● **Work required**:
Edit the data below by replacing each occurrence of "outline" with "boundary". Leave everything else unchanged.

[Stored data]
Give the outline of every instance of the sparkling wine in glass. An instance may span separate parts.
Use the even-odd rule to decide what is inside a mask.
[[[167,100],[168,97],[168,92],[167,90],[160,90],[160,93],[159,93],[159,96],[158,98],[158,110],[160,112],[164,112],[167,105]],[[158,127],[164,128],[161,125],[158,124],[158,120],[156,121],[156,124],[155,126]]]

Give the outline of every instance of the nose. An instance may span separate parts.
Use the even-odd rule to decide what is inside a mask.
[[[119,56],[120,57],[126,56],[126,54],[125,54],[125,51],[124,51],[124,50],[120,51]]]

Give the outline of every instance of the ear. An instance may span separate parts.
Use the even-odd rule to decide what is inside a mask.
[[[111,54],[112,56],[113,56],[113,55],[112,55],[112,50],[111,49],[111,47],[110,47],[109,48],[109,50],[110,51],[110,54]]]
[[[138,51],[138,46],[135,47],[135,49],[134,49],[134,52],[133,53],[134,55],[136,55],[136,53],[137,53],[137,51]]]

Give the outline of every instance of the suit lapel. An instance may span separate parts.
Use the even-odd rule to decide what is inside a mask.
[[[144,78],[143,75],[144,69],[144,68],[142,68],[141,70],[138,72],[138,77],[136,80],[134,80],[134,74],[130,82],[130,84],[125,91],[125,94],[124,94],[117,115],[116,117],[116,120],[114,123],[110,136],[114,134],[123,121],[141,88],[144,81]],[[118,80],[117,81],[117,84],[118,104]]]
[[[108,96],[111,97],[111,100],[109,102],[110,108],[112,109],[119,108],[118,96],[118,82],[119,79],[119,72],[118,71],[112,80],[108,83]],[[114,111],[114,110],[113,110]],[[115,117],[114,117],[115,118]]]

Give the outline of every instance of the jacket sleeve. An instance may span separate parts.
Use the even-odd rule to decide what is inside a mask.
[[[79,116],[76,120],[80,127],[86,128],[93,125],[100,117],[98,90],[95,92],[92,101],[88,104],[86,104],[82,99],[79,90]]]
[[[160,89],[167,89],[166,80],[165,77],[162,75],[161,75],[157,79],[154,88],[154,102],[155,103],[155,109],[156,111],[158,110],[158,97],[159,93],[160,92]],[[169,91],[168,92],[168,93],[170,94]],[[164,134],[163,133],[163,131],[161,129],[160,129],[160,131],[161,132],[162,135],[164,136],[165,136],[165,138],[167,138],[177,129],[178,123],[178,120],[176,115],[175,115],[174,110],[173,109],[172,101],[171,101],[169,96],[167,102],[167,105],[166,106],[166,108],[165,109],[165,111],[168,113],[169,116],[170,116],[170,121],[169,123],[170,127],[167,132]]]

● **Task answer**:
Give the boundary of every instance of the sparkling wine in glass. An instance may span separate parts.
Use the even-odd rule to decide what is inside a mask.
[[[167,100],[168,97],[168,92],[167,90],[160,90],[160,93],[159,93],[159,96],[158,98],[158,110],[160,112],[164,112],[167,105]],[[158,127],[164,128],[161,125],[158,124],[158,120],[156,121],[156,124],[155,126]]]

Give the boundary of every instance of the nose. An instance may span separate parts.
Use the even-odd rule to decide what is inside a mask.
[[[119,56],[120,57],[126,56],[126,54],[125,54],[125,51],[124,51],[124,50],[120,51]]]

Give the boundary of every instance of the ear. An instance may span separate parts.
Use the even-odd rule to decide what is inside a mask.
[[[111,54],[112,56],[113,56],[113,55],[112,55],[112,50],[111,49],[111,47],[110,47],[109,48],[109,50],[110,51],[110,54]]]
[[[138,51],[138,46],[135,47],[135,49],[134,49],[134,52],[133,53],[134,55],[136,55],[136,53],[137,53],[137,51]]]

Give the boundary of every instance of the suit lapel. An instance may span separate parts.
Use the even-odd rule to decide what is inside a mask.
[[[144,78],[143,75],[144,69],[144,68],[142,68],[141,70],[138,72],[138,77],[136,80],[134,80],[134,74],[130,82],[130,84],[125,91],[125,94],[124,94],[117,115],[116,117],[116,120],[114,123],[110,136],[114,134],[123,121],[141,88],[144,81]],[[118,80],[117,81],[117,84],[118,104]]]
[[[108,96],[111,97],[111,100],[109,102],[110,108],[112,109],[119,108],[118,96],[118,82],[119,79],[119,72],[118,71],[112,80],[108,83]],[[114,111],[114,110],[113,110]],[[115,117],[114,117],[115,118]]]

Give the boundary of every instance of the jacket sleeve. An instance may span separate parts.
Use the even-odd rule to decide what is inside a mask.
[[[79,116],[76,120],[80,127],[86,128],[93,125],[100,117],[98,90],[95,92],[92,101],[88,104],[86,104],[82,99],[79,90]]]
[[[160,89],[167,89],[166,80],[165,77],[162,75],[161,75],[157,79],[154,88],[154,102],[155,103],[155,109],[156,111],[158,110],[158,97],[159,93],[160,92]],[[169,91],[168,92],[168,93],[170,94]],[[164,134],[163,133],[163,131],[161,129],[160,129],[160,131],[161,132],[162,135],[164,136],[165,136],[165,138],[167,138],[177,129],[178,123],[178,120],[176,115],[175,115],[174,110],[173,109],[172,101],[171,101],[169,96],[167,102],[167,105],[166,106],[166,108],[165,109],[165,111],[168,113],[169,116],[170,116],[170,121],[169,123],[170,127],[167,132]]]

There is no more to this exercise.